## TRECHO

Os leitores de livros digitais tendem a absorver menos do que leram porque a informação é apresentada de uma forma muito simples. Demasiado simples… Dispositivos como o Kindle, da Amazon, e o Sony Reader apresentam o texto num formato legível e limpo que incentiva o cérebro a ser “preguiçoso”, tornando difícil ao utilizador perceber e assimilar o conteúdo que acabou de ler. Esta descoberta contraria a ideia de que uma leitura legível facilita a aprendizagem e a recordação das informações.
Um estudo da Universidade Princeton, nos EUA, descobriu que um número significativo de voluntários conseguiu lembrar-se de mais informações quando apresentadas com letras pouco usuais. A pesquisa sugere que a chamada disfluência – tornar a informação difícil de entender – melhora a aprendizagem e estimula uma melhor retenção do conteúdo. O estudo interroga-se acerca do auxílio proporcionado – ou não – pelas fontes (tipo de letra) conhecidas como Times New Roman e Arial, usadas na maioria dos livros académicos, aos leitores que estudam para os exames.

## LISTA DE ATIVIDADES
[a] Reproduza a parte do trecho que começa em "Os leitores de" e termina em "recordação das informações.".
[b] Reescreva em forma de lista o parágrafo do trecho que começa com "Um estudo da Universidade Princeton", mantendo os fatos principais.
[c] Segundo o trecho, que dispositivos mostram o texto num formato legível e limpo?

(Entradas do conjunto de dados)

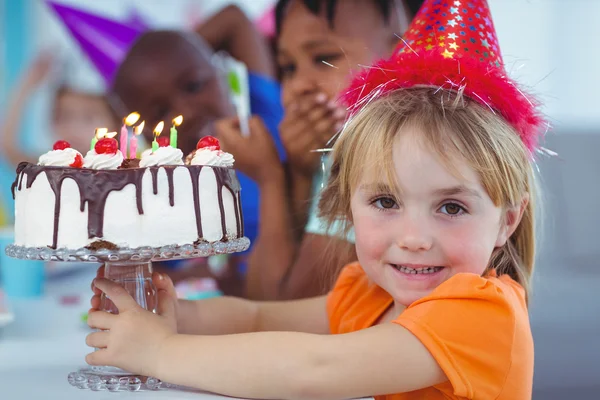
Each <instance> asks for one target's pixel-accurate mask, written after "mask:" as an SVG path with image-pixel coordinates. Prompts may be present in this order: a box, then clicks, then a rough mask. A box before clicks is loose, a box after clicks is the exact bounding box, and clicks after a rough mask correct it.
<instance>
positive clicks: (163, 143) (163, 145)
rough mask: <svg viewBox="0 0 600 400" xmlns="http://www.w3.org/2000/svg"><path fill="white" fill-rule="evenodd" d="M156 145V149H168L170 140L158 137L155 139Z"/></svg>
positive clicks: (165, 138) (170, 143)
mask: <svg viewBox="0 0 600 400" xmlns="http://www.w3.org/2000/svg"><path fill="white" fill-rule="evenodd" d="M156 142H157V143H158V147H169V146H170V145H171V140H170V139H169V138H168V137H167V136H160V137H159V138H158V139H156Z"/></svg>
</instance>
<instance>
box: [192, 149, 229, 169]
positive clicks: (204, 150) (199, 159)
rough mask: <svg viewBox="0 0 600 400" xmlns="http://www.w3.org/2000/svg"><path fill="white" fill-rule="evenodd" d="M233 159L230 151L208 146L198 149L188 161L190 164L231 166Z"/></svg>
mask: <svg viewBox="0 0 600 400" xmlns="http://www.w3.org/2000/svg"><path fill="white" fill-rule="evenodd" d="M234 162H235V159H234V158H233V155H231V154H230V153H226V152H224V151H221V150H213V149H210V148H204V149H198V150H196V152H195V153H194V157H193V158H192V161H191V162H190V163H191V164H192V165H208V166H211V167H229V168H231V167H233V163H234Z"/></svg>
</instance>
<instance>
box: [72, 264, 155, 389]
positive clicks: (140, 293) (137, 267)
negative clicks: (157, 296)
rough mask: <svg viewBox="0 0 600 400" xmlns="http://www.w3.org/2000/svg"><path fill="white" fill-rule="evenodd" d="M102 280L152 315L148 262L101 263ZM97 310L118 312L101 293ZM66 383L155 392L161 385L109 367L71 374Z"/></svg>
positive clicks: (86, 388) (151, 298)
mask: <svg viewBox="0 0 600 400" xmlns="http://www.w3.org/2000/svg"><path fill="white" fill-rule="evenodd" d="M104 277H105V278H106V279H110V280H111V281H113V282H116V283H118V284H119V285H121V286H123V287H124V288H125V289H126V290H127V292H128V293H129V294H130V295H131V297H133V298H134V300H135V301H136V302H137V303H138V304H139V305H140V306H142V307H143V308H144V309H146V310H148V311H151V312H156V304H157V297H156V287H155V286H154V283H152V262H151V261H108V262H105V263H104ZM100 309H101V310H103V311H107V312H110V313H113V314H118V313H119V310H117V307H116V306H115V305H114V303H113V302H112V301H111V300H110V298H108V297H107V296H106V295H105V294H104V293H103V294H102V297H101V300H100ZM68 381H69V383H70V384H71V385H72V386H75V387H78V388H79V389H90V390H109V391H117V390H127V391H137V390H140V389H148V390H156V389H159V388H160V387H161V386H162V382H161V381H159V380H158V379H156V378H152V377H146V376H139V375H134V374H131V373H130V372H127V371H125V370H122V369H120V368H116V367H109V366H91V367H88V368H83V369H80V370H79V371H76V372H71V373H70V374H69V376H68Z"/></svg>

## SOLUÇÕES DOS EXERCÍCIOS
[a]
Os leitores de livros digitais tendem a absorver menos do que leram porque a informação é apresentada de uma forma muito simples. Demasiado simples… Dispositivos como o Kindle, da Amazon, e o Sony Reader apresentam o texto num formato legível e limpo que incentiva o cérebro a ser “preguiçoso”, tornando difícil ao utilizador perceber e assimilar o conteúdo que acabou de ler. Esta descoberta contraria a ideia de que uma leitura legível facilita a aprendizagem e a recordação das informações.

[b]
- Um estudo da Universidade Princeton, nos EUA, concluiu que muitos voluntários se lembraram de mais informações quando elas vinham com letras pouco usuais.
- Segundo a pesquisa, a disfluência, ou seja, tornar a informação difícil de entender, melhora a aprendizagem e ajuda a reter o conteúdo.
- O estudo questiona se as fontes Times New Roman e Arial, usadas na maioria dos livros académicos, ajudam ou não quem estuda para os exames.

[c] O Kindle, da Amazon, e o Sony Reader.